A block of data:
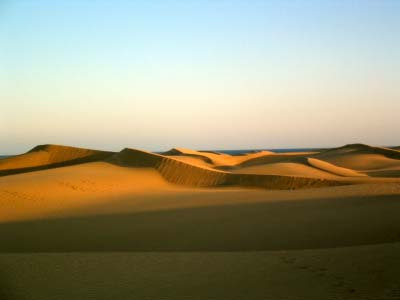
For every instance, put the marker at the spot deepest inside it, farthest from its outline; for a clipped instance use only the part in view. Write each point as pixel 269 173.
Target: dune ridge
pixel 331 168
pixel 179 172
pixel 49 156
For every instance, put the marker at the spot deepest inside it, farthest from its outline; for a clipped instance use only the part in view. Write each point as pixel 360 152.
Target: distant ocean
pixel 241 151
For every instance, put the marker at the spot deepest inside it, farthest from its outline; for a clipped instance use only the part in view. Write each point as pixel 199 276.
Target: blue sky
pixel 199 74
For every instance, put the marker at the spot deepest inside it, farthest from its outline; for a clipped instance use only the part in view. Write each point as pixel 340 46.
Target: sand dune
pixel 286 169
pixel 266 223
pixel 361 157
pixel 178 172
pixel 325 166
pixel 49 156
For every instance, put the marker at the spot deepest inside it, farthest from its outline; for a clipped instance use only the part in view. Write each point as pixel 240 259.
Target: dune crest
pixel 49 156
pixel 179 172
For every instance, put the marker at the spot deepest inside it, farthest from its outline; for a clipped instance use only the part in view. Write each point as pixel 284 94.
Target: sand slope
pixel 49 156
pixel 200 225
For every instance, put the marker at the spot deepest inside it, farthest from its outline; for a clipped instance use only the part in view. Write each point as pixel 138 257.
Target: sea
pixel 283 150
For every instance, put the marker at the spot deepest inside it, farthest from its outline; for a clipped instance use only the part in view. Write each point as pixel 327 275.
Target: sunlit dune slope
pixel 194 175
pixel 285 168
pixel 48 156
pixel 215 159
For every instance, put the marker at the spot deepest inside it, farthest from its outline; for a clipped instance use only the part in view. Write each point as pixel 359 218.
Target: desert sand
pixel 185 224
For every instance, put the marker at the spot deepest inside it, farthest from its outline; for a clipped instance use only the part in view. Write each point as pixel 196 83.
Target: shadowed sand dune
pixel 194 175
pixel 362 157
pixel 186 224
pixel 273 225
pixel 325 166
pixel 49 156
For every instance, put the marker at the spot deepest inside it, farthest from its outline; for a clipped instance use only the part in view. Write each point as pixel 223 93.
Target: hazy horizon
pixel 198 74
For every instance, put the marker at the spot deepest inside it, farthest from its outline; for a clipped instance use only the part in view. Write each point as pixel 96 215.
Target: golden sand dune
pixel 178 172
pixel 216 159
pixel 191 224
pixel 286 169
pixel 47 156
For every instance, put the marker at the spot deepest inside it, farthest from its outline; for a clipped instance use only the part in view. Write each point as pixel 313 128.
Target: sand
pixel 190 224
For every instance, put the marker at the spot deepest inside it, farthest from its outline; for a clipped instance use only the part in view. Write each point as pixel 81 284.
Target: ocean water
pixel 242 151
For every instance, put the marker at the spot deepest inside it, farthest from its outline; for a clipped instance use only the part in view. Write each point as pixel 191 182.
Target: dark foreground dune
pixel 86 224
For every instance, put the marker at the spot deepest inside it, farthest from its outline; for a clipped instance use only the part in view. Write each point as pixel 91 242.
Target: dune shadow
pixel 246 227
pixel 86 159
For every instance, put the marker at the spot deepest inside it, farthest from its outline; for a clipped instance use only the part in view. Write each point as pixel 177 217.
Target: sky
pixel 199 74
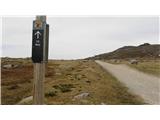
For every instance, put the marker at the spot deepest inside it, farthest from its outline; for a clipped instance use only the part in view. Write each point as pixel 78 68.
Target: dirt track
pixel 144 85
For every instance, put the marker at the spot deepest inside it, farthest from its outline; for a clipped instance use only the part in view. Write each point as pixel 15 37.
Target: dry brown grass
pixel 73 77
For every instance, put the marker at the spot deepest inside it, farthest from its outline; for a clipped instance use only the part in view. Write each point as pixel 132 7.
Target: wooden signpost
pixel 40 41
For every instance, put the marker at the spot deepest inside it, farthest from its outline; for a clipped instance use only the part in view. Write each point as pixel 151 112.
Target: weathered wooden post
pixel 40 40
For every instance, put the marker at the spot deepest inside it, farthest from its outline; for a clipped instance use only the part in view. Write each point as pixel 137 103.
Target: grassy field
pixel 64 80
pixel 148 66
pixel 145 65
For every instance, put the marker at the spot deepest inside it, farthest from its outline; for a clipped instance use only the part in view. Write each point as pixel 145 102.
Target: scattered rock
pixel 13 87
pixel 25 100
pixel 103 103
pixel 51 94
pixel 58 73
pixel 88 81
pixel 134 61
pixel 81 96
pixel 9 66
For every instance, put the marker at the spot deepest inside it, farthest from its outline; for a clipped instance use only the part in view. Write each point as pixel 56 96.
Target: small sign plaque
pixel 37 45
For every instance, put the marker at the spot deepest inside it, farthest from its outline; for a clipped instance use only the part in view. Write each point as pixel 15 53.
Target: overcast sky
pixel 79 37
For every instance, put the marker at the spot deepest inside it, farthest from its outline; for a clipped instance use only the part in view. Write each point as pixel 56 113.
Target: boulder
pixel 134 61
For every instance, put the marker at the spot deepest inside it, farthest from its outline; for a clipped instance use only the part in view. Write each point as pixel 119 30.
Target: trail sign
pixel 37 46
pixel 40 41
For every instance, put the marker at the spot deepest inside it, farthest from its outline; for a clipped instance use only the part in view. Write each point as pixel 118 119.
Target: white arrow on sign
pixel 38 34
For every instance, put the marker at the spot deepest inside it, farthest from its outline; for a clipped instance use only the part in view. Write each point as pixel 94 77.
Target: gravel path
pixel 144 85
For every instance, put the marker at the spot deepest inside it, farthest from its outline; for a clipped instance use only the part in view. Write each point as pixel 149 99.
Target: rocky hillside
pixel 145 50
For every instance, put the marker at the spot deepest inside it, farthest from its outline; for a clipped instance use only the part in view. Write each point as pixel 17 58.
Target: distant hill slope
pixel 145 50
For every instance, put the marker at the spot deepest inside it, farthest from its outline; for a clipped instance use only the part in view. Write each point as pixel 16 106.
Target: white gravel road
pixel 139 83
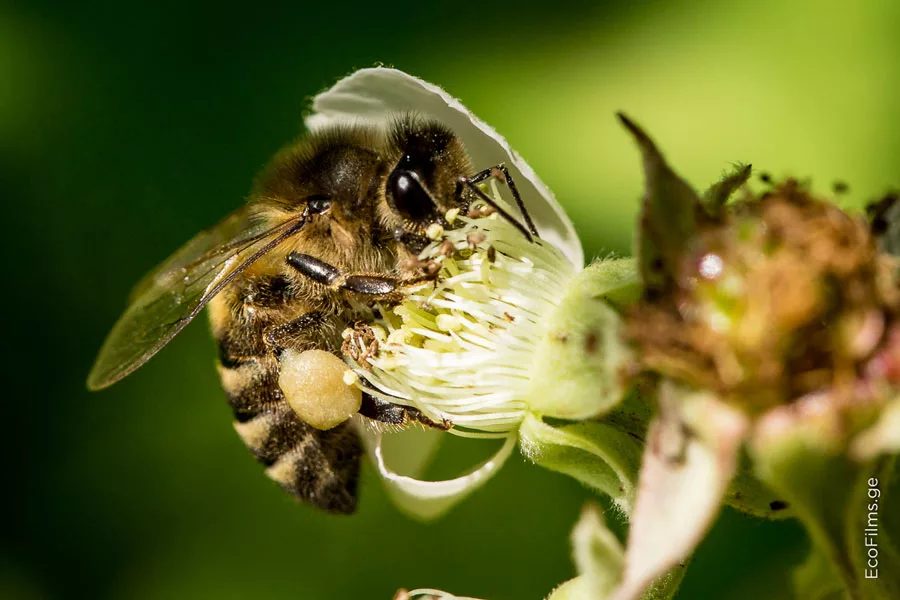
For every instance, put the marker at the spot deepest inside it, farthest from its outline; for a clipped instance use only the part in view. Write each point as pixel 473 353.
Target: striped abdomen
pixel 320 467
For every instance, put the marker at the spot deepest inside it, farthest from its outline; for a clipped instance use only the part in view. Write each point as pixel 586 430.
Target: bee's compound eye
pixel 410 199
pixel 318 203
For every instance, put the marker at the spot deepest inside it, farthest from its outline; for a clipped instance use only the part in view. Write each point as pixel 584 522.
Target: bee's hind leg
pixel 361 283
pixel 394 414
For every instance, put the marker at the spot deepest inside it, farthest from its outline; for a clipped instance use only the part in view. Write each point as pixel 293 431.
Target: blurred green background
pixel 125 128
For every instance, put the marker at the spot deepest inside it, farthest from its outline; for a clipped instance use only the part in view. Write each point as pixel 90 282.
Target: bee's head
pixel 427 160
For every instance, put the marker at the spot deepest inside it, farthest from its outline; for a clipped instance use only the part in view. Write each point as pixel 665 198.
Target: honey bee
pixel 333 226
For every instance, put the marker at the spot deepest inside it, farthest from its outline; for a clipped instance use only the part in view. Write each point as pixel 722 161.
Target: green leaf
pixel 749 495
pixel 596 454
pixel 690 457
pixel 803 455
pixel 668 219
pixel 816 579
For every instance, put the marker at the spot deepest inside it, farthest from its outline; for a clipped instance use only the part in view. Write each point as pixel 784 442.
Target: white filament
pixel 460 348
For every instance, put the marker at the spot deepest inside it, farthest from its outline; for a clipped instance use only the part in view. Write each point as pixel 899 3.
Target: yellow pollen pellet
pixel 315 386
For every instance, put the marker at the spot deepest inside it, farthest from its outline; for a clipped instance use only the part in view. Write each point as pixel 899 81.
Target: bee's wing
pixel 170 296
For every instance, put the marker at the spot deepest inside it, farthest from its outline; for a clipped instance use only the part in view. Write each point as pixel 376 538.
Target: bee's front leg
pixel 394 414
pixel 361 283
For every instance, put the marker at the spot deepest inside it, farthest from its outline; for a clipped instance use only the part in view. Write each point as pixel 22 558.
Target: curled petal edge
pixel 376 95
pixel 427 500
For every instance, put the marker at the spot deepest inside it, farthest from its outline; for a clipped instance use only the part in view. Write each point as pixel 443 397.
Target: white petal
pixel 682 483
pixel 425 499
pixel 374 95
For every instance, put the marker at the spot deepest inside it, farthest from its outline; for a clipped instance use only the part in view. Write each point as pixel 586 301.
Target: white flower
pixel 486 346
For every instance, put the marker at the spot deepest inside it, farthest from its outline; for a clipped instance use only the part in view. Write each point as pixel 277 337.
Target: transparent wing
pixel 171 295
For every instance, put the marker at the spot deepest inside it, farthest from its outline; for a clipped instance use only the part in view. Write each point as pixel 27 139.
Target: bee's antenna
pixel 415 177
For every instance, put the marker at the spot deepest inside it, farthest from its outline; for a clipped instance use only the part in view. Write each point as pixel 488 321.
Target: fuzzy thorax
pixel 461 348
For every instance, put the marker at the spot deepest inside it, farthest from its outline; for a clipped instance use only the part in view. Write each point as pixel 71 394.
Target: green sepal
pixel 668 219
pixel 596 454
pixel 576 367
pixel 717 195
pixel 599 559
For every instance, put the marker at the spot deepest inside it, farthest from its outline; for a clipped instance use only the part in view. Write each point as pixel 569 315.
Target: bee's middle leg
pixel 361 283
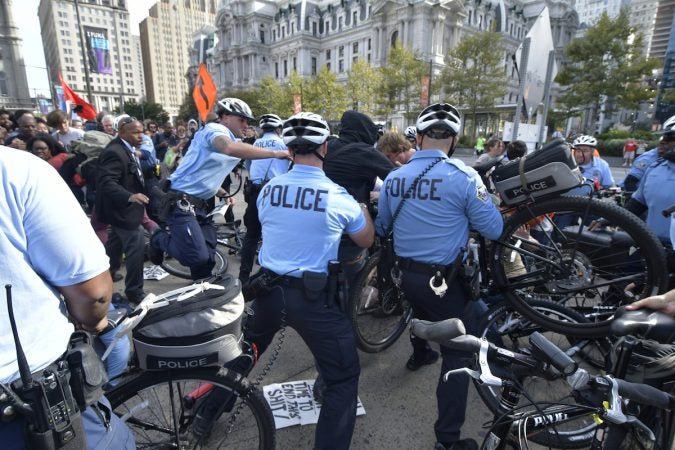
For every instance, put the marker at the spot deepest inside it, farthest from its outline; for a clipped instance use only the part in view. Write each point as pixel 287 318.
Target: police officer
pixel 593 168
pixel 57 271
pixel 303 215
pixel 643 162
pixel 655 195
pixel 439 199
pixel 213 154
pixel 261 171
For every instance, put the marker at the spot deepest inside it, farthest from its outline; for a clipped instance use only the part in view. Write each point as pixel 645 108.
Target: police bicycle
pixel 585 253
pixel 173 372
pixel 595 414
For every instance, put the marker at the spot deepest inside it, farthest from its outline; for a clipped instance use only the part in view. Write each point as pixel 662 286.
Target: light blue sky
pixel 25 17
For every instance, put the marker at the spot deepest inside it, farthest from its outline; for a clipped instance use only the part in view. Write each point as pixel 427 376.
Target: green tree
pixel 363 87
pixel 324 95
pixel 474 74
pixel 188 109
pixel 145 110
pixel 607 62
pixel 401 81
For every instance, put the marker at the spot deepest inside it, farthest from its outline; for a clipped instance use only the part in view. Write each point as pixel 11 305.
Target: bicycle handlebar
pixel 645 394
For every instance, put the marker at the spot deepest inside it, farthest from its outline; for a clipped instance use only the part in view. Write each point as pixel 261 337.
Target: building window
pixel 3 84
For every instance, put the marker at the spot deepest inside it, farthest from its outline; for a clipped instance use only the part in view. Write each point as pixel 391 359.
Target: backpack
pixel 91 145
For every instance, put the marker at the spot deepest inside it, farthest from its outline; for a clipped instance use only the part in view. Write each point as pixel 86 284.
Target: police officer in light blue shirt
pixel 213 153
pixel 642 163
pixel 261 171
pixel 431 202
pixel 303 215
pixel 592 167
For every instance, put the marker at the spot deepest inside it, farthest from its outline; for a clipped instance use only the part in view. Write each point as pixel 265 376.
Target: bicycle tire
pixel 153 426
pixel 512 329
pixel 175 268
pixel 585 270
pixel 378 319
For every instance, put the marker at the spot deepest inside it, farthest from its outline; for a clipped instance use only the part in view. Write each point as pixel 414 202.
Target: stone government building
pixel 258 38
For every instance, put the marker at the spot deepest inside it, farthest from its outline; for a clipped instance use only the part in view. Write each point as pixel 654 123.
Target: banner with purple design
pixel 98 50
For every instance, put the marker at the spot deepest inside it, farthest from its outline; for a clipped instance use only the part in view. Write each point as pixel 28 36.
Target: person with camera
pixel 212 155
pixel 58 272
pixel 261 171
pixel 430 203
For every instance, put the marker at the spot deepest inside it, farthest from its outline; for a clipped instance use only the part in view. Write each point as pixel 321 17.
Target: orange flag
pixel 204 93
pixel 82 108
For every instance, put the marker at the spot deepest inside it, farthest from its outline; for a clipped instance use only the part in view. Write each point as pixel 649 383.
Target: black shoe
pixel 417 361
pixel 155 255
pixel 116 276
pixel 462 444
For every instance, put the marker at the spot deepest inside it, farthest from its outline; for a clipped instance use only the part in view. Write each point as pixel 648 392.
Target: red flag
pixel 85 110
pixel 205 92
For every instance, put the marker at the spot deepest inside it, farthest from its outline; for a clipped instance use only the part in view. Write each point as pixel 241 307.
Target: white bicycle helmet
pixel 273 121
pixel 305 128
pixel 585 140
pixel 439 116
pixel 410 133
pixel 121 118
pixel 234 106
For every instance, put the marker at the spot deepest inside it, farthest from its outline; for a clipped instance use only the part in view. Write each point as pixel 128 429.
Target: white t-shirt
pixel 45 241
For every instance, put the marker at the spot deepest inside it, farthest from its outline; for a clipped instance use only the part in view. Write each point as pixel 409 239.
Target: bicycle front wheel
pixel 175 268
pixel 159 408
pixel 551 250
pixel 378 309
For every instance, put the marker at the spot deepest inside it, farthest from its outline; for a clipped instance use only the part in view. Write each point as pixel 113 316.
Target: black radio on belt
pixel 44 399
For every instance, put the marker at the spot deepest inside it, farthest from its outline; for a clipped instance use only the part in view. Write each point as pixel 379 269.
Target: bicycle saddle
pixel 602 238
pixel 645 323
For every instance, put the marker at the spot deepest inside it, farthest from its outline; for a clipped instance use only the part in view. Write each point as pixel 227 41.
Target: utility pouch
pixel 315 284
pixel 88 374
pixel 468 276
pixel 258 285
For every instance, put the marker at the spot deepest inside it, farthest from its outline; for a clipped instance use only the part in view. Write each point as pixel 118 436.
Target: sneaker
pixel 462 444
pixel 417 361
pixel 155 255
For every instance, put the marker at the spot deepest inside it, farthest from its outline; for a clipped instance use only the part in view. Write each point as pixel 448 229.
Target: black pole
pixel 84 54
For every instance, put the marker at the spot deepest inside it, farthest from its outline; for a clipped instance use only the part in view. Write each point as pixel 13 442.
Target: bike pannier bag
pixel 204 330
pixel 544 173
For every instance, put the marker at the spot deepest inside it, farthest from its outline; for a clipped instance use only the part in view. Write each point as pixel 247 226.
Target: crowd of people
pixel 310 198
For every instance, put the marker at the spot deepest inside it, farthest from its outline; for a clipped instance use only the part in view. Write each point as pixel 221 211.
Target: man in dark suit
pixel 121 200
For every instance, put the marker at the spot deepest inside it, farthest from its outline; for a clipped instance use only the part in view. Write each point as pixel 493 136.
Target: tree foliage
pixel 324 95
pixel 145 110
pixel 474 74
pixel 607 62
pixel 401 85
pixel 363 87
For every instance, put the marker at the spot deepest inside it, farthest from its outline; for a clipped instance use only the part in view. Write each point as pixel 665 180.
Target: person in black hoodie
pixel 352 160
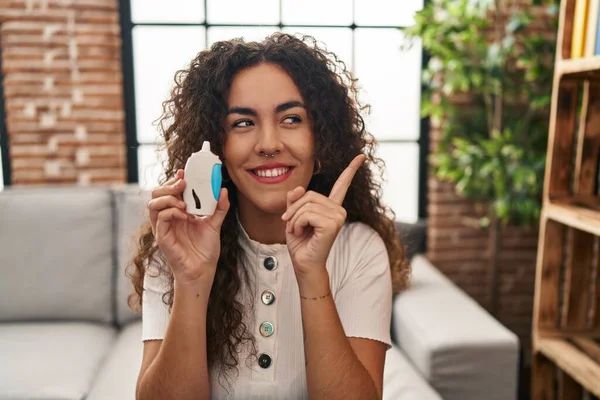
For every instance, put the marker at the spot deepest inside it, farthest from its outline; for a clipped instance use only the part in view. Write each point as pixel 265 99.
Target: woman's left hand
pixel 313 222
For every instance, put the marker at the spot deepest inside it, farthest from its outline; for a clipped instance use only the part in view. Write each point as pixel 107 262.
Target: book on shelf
pixel 579 28
pixel 592 35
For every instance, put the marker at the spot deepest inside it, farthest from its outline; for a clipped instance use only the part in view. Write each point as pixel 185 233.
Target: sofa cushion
pixel 56 250
pixel 119 373
pixel 456 345
pixel 130 206
pixel 53 360
pixel 401 381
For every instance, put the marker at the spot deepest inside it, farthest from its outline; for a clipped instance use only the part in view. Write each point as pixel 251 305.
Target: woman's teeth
pixel 271 173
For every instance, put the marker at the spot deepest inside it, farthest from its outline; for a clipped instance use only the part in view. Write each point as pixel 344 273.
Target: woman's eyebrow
pixel 280 108
pixel 242 110
pixel 288 105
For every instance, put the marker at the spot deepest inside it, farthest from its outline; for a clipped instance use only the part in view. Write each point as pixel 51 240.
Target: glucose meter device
pixel 202 182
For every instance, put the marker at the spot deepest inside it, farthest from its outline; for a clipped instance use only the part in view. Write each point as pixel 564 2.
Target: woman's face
pixel 266 117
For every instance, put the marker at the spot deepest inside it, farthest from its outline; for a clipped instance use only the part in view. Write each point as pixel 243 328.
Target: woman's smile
pixel 272 173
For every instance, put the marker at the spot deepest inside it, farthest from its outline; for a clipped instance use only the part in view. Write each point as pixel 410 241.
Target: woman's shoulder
pixel 357 234
pixel 354 239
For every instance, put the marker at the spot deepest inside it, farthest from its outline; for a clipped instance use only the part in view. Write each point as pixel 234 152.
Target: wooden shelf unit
pixel 566 320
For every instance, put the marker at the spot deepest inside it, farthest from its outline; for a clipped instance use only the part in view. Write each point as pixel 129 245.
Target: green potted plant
pixel 494 149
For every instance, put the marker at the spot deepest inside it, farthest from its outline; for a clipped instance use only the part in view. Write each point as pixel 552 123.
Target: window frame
pixel 133 144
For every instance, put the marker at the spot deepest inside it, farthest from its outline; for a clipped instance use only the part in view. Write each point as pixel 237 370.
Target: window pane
pixel 149 166
pixel 338 40
pixel 401 179
pixel 248 33
pixel 391 79
pixel 172 11
pixel 386 12
pixel 243 12
pixel 158 52
pixel 317 12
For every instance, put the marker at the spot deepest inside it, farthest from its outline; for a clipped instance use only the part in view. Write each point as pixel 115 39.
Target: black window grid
pixel 132 142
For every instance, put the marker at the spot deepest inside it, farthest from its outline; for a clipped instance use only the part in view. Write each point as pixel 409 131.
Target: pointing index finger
pixel 340 188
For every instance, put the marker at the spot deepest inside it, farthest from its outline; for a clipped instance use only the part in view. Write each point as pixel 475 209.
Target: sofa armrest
pixel 459 348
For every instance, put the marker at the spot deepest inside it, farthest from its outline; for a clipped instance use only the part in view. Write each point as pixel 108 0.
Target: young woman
pixel 286 291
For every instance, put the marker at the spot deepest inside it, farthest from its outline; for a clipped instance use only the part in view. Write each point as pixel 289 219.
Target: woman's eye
pixel 292 119
pixel 244 123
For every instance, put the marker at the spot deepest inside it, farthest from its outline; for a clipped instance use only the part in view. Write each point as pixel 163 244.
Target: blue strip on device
pixel 215 180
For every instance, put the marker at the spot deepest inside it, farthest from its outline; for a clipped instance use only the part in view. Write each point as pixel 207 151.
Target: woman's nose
pixel 268 140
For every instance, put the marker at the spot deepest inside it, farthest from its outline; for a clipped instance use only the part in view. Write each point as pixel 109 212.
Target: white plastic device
pixel 202 175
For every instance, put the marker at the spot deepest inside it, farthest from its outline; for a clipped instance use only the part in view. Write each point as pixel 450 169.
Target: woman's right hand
pixel 190 244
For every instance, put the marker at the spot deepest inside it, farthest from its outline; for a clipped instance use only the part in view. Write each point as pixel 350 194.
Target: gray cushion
pixel 118 376
pixel 130 205
pixel 456 345
pixel 51 360
pixel 56 254
pixel 401 381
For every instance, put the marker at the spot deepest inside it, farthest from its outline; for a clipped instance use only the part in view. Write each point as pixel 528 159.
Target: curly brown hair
pixel 195 112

**Aim of the task**: Copy the lines above word for word, beginning with the line that has "pixel 15 37." and ending after the line that has "pixel 37 45".

**Exercise solution**:
For every instance, put the marker at the spot deepest inside it, farthest from its outline; for a clipped instance use only the part in view. Write each point as pixel 15 37.
Target: dry brown grass
pixel 73 77
For every instance, put the marker at the spot deepest inside it, farthest from its outline; for a clipped instance use only the part in view. Write each point as pixel 132 7.
Target: wooden signpost
pixel 40 41
For every instance, put the marker at the spot deepest inside it, farthest from its outline; for a clipped instance use only the part in view. Write each point as pixel 151 112.
Target: weathered wooden post
pixel 40 40
For every instance, put the marker at the spot deepest inside it, farthest from its outline; for a clipped instance use only the part in view. Write each point as pixel 137 103.
Target: grassy field
pixel 64 80
pixel 148 66
pixel 145 65
For every instance, put the marker at the spot deepest inside it, farthest from its outline; for a clipped instance use only the part in view. Write each point as pixel 145 102.
Target: scattered rock
pixel 13 87
pixel 25 100
pixel 103 103
pixel 51 94
pixel 58 73
pixel 88 81
pixel 134 61
pixel 81 96
pixel 9 66
For every instance, put the marker at the spot deepest inside it, farthest from its outline; for a clipped instance use only the part in view. Write each point as pixel 56 96.
Target: small sign plaque
pixel 37 45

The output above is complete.